=== SELECTED EXTRACT ===
⟨

Here’s the real reason your purchasing power has dwindled

Nick Waddell · Founder of Cantech Letter
February 19, 2026 at 11:15am AST 3 min read
Last updated on February 19, 2026 at 11:15am AST

Research Capital analyst Greg McLeish says that structural monetary expansion, persistent fiscal deficits and balance-sheet “ratchet” dynamics are embedding long-term purchasing power erosion in elastic fiat systems, reinforcing the case for hard assets.

In his Feb. 17 Hard Asset Weekly titled “The Structural Dilution of Fiat Currency,” McLeish contends that modern monetary systems are “elastic by design,” with fiscal deficits financed through sovereign issuance and central bank balance-sheet expansion driving stepwise increases in broad money, particularly M2.

M2, a broad measure of money supply that includes cash, chequing deposits, savings accounts and other near-cash assets, is often used as a gauge of overall liquidity in the financial system.

⟩

Stored data:

⟨

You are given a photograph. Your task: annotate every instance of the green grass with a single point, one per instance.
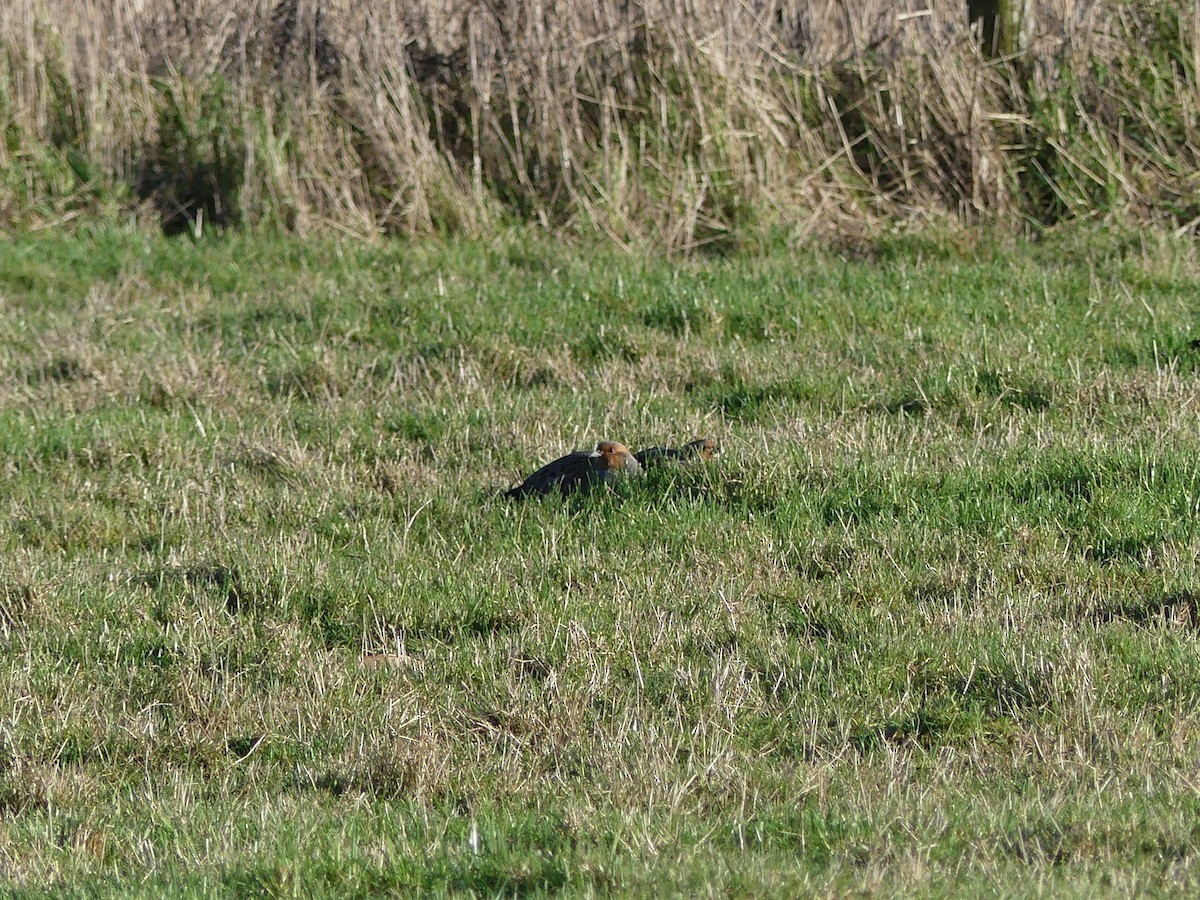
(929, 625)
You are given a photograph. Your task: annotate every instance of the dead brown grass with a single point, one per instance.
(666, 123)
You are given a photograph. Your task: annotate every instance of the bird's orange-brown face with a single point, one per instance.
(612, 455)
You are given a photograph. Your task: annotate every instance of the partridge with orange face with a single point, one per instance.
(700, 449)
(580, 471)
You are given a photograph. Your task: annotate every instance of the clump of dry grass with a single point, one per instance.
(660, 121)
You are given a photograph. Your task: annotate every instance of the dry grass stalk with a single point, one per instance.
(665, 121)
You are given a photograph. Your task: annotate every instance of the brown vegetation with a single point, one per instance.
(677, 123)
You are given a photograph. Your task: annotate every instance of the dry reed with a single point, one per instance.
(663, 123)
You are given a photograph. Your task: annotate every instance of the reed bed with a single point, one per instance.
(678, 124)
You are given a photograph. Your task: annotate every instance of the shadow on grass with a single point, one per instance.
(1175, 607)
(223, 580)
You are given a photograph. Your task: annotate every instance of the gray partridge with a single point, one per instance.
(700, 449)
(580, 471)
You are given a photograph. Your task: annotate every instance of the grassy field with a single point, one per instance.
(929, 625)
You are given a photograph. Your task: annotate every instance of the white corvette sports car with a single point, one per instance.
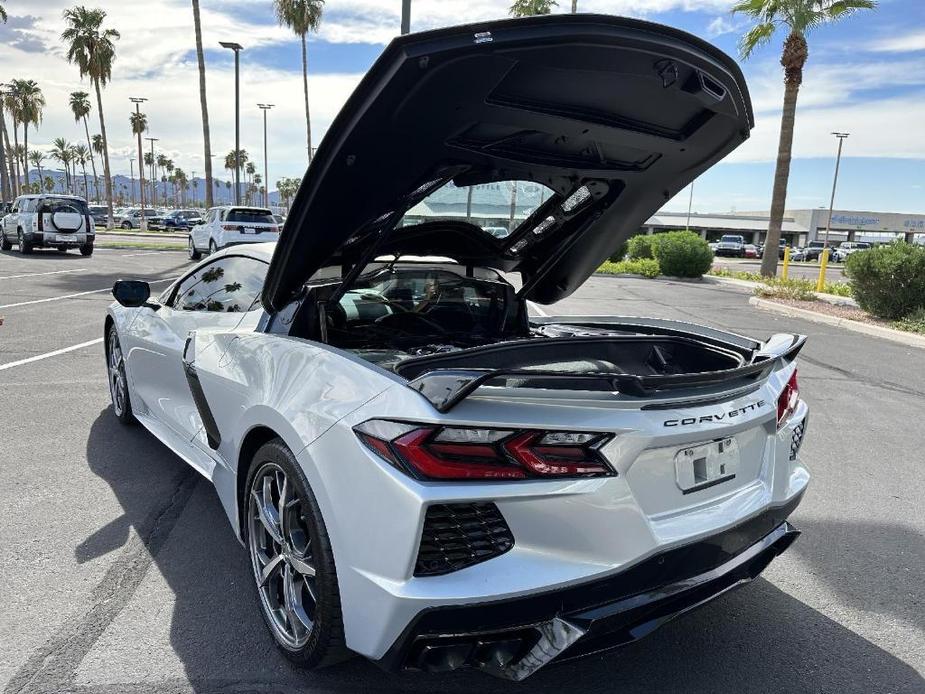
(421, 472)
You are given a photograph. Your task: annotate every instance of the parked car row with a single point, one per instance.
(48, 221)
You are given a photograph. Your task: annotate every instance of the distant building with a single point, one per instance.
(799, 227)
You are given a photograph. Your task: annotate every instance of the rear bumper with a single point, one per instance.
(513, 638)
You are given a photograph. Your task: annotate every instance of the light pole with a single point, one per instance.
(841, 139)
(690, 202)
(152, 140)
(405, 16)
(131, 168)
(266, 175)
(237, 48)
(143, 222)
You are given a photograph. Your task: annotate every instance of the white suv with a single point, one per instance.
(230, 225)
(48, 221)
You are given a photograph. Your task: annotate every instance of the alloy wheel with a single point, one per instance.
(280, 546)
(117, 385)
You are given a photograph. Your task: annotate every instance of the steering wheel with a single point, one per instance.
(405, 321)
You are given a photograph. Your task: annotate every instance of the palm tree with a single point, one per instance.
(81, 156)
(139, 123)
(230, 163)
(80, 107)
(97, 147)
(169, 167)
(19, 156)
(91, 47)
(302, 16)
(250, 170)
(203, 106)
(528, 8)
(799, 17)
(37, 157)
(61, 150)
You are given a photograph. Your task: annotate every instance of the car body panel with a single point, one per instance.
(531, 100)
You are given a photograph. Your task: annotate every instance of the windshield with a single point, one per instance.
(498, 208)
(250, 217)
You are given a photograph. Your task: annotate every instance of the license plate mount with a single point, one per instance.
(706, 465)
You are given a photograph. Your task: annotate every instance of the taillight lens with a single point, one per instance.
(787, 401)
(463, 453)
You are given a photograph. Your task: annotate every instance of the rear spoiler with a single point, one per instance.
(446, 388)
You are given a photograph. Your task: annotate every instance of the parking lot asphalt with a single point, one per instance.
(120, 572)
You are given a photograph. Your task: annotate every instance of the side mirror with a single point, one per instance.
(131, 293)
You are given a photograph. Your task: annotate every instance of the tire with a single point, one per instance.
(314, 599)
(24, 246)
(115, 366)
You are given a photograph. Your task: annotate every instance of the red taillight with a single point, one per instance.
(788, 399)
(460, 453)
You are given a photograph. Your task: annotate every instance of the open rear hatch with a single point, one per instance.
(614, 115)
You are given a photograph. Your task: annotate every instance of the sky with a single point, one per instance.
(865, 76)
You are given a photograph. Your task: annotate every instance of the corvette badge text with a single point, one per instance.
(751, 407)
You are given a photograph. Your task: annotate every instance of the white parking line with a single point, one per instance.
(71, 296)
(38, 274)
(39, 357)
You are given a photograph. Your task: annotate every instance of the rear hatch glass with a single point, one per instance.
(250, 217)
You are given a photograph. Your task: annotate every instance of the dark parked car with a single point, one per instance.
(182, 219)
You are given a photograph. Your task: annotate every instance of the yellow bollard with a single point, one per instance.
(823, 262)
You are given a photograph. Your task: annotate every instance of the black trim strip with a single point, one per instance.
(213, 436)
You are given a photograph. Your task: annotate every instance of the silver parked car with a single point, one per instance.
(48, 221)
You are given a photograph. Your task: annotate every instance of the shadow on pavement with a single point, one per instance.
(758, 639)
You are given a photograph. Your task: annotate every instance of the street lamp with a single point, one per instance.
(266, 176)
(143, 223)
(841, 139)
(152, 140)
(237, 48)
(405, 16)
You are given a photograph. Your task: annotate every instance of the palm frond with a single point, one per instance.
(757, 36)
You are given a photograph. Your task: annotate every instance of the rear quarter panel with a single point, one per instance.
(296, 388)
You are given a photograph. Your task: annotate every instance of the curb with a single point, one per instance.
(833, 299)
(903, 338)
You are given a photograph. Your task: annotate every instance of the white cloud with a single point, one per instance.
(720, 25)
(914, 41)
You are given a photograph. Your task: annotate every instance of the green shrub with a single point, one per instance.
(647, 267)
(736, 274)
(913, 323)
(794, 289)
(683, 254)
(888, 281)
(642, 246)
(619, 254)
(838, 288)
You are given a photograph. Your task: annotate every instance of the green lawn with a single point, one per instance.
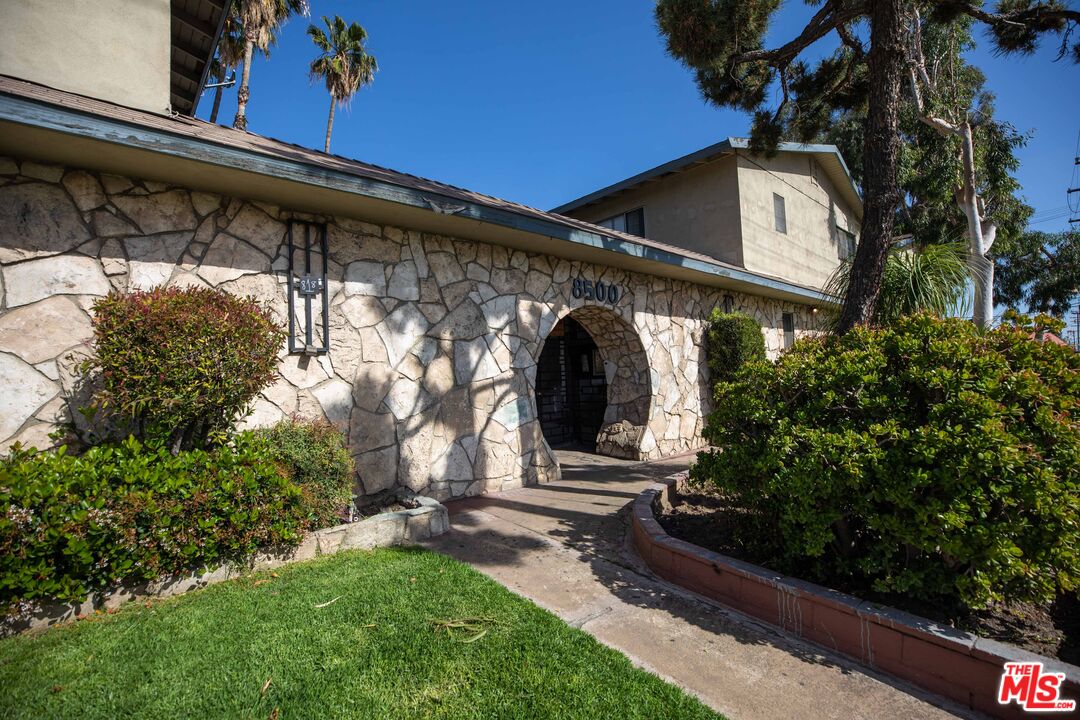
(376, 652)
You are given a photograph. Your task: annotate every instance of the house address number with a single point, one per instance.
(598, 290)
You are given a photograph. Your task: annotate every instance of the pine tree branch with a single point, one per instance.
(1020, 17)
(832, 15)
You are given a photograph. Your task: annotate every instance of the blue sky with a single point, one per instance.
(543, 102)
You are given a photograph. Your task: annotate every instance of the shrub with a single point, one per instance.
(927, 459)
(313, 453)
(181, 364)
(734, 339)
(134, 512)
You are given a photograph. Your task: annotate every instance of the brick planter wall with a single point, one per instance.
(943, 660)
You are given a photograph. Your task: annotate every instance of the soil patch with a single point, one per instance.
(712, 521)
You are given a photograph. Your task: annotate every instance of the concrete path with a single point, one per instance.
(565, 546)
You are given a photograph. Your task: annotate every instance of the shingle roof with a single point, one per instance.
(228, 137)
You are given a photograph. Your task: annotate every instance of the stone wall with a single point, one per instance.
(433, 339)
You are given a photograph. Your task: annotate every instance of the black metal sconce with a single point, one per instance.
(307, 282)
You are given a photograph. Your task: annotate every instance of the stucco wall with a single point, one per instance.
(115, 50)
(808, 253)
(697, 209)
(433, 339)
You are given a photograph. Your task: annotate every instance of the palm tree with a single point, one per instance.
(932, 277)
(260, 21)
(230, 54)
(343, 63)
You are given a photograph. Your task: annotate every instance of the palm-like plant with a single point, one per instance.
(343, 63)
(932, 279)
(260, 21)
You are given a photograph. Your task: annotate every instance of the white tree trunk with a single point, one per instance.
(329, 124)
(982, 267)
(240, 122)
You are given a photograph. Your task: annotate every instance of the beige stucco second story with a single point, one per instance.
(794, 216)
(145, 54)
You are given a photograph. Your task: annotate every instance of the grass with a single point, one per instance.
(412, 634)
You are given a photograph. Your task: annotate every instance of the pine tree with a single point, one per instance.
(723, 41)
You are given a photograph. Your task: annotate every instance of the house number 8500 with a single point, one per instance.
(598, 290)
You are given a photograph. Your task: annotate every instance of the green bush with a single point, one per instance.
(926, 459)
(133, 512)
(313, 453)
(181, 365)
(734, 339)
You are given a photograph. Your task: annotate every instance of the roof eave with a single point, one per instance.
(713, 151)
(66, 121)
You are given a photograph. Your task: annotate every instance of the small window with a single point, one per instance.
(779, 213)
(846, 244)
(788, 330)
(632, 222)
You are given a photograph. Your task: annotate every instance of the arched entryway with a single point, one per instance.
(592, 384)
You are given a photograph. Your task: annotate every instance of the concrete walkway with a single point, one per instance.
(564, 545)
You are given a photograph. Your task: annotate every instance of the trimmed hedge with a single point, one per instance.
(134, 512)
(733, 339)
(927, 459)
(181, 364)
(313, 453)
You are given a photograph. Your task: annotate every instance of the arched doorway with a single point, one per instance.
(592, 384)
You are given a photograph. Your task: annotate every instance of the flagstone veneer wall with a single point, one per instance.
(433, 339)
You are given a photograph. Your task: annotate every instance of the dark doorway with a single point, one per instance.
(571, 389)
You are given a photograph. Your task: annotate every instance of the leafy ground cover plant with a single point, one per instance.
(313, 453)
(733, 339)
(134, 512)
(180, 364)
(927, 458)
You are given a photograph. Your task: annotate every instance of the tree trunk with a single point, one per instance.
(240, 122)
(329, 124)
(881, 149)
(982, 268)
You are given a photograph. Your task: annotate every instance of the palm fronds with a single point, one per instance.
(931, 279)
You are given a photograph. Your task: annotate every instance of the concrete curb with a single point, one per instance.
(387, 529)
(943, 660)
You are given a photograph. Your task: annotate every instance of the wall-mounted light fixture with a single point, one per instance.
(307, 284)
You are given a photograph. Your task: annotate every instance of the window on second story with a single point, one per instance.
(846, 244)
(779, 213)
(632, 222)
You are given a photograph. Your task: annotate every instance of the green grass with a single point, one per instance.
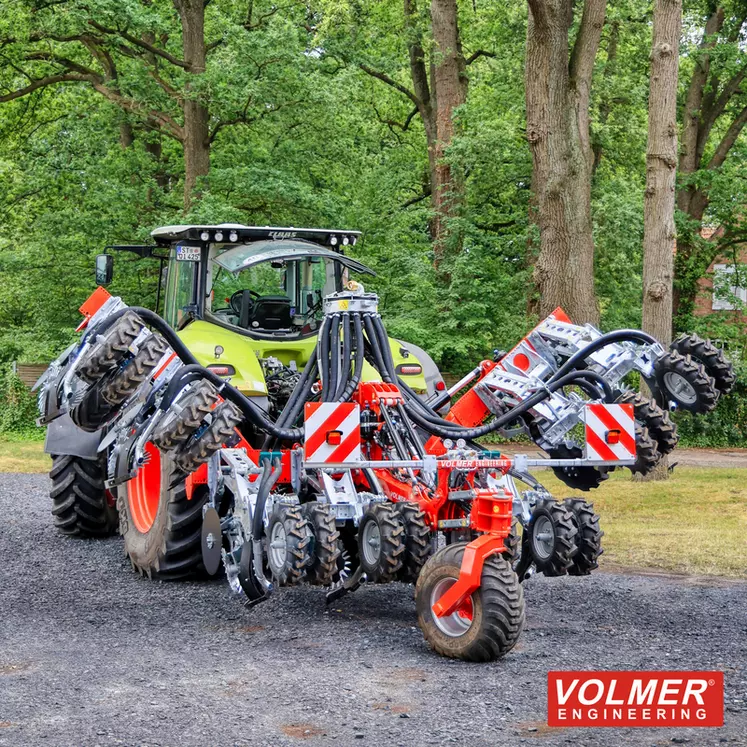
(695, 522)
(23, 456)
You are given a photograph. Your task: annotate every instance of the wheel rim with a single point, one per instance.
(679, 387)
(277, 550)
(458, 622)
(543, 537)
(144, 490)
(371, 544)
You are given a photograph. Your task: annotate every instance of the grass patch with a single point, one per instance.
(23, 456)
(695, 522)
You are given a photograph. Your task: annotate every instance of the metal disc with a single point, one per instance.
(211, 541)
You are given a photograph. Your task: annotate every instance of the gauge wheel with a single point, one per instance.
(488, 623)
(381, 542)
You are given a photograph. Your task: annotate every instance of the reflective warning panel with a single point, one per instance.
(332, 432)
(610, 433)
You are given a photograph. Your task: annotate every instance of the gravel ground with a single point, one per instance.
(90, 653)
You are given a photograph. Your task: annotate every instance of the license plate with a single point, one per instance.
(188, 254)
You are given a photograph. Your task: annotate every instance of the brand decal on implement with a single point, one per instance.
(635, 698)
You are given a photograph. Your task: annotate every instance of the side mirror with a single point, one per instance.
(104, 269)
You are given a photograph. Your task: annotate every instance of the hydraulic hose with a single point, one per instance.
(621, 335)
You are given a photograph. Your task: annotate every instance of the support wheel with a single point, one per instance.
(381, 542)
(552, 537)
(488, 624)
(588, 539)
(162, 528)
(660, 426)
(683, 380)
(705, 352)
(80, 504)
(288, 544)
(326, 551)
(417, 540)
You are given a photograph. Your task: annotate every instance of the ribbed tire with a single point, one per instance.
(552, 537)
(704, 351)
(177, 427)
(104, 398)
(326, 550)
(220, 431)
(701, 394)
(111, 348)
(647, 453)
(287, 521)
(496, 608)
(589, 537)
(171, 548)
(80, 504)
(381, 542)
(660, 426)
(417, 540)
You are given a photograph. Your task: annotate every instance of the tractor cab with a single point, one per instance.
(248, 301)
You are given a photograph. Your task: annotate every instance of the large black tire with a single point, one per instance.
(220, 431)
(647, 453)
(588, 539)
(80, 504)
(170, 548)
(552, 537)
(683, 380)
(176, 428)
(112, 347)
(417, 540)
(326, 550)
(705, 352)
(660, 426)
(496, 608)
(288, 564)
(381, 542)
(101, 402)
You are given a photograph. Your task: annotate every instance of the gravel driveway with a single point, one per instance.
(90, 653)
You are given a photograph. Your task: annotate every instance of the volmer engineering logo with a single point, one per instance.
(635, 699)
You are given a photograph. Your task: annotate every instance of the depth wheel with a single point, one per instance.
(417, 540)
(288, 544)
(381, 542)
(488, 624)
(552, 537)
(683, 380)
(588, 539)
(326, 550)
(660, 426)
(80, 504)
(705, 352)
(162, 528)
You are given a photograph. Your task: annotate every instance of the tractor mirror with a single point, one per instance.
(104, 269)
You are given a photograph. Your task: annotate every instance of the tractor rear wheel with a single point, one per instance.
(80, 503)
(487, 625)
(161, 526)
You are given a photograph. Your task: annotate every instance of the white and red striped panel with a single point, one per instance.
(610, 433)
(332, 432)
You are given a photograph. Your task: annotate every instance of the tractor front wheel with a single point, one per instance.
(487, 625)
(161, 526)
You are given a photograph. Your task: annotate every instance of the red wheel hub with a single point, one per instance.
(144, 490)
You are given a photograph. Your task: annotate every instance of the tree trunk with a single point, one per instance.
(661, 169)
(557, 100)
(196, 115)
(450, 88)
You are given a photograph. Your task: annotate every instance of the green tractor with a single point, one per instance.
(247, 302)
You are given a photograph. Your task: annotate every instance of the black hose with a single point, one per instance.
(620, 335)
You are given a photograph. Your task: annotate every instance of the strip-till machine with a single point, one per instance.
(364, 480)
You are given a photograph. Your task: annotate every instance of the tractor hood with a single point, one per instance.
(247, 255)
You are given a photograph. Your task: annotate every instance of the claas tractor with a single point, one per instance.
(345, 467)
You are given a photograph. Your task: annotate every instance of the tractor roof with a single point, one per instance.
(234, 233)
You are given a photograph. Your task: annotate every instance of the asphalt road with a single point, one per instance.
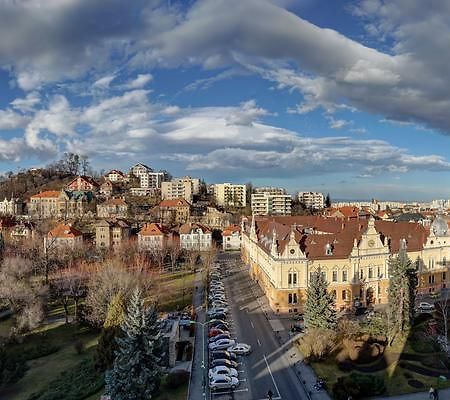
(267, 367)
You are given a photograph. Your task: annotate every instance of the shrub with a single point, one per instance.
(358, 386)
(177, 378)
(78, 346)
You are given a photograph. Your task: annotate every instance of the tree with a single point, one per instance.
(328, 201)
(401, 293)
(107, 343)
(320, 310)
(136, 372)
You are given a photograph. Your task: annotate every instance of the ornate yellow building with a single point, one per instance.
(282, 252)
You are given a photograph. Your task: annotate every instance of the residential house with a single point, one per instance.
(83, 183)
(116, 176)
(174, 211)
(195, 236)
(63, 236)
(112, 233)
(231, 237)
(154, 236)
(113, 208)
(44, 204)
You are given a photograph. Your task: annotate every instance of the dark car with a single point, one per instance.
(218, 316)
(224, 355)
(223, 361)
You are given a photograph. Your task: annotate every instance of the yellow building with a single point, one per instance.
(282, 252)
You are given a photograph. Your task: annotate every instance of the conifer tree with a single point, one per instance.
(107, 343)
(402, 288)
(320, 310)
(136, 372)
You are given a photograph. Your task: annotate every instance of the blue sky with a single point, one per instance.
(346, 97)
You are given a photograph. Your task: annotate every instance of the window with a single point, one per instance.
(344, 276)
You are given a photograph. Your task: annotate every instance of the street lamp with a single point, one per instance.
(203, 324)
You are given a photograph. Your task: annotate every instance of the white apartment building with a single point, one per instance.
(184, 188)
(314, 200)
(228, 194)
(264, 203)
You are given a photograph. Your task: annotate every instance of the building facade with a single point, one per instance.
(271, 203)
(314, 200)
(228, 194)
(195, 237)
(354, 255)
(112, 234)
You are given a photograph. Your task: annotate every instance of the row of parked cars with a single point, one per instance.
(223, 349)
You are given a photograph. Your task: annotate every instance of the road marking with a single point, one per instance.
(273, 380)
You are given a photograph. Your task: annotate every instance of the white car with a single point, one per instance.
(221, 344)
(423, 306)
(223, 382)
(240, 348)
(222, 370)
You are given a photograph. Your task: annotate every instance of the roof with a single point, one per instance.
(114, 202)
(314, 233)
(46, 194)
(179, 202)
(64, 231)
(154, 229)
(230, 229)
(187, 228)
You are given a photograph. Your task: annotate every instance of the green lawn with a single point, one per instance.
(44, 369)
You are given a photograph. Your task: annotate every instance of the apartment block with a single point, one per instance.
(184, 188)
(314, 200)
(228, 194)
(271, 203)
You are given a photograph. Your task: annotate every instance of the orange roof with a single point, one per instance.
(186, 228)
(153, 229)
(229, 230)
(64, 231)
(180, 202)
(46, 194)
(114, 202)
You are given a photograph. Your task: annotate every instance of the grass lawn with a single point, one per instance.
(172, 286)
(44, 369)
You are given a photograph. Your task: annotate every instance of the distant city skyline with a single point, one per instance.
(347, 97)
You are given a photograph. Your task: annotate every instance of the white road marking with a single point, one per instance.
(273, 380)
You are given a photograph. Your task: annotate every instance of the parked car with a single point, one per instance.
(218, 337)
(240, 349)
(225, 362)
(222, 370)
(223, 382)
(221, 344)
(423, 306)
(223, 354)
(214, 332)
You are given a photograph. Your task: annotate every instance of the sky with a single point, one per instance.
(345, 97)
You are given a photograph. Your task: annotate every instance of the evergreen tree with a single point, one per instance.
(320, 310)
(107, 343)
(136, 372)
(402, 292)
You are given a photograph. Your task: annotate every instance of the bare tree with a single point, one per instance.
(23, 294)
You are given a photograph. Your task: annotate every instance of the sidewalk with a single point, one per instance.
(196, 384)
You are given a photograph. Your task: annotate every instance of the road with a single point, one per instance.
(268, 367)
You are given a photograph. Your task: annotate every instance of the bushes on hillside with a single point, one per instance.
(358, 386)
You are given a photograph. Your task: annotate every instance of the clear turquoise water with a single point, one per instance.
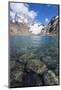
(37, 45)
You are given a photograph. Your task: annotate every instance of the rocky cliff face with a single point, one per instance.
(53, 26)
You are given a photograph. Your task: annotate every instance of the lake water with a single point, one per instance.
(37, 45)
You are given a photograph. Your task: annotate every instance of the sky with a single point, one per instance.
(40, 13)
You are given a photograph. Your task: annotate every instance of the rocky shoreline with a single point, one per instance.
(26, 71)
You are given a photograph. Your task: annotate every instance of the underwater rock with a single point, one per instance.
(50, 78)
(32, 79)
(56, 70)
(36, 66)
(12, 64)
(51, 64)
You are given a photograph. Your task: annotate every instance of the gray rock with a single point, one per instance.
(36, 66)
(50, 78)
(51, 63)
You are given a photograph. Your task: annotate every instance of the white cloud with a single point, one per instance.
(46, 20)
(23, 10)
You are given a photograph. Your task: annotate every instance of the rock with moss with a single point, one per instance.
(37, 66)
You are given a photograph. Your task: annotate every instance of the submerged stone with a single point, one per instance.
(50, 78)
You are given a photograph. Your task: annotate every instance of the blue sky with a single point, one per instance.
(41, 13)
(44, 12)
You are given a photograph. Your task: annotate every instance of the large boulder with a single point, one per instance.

⟩

=== YOUR INSTRUCTIONS ===
Transcribe the passage of the article on purchasing power erosion from "In his Feb." up to and including "the financial system.", reproducing the words precisely.

=== ANSWER SECTION ===
In his Feb. 17 Hard Asset Weekly titled “The Structural Dilution of Fiat Currency,” McLeish contends that modern monetary systems are “elastic by design,” with fiscal deficits financed through sovereign issuance and central bank balance-sheet expansion driving stepwise increases in broad money, particularly M2.

M2, a broad measure of money supply that includes cash, chequing deposits, savings accounts and other near-cash assets, is often used as a gauge of overall liquidity in the financial system.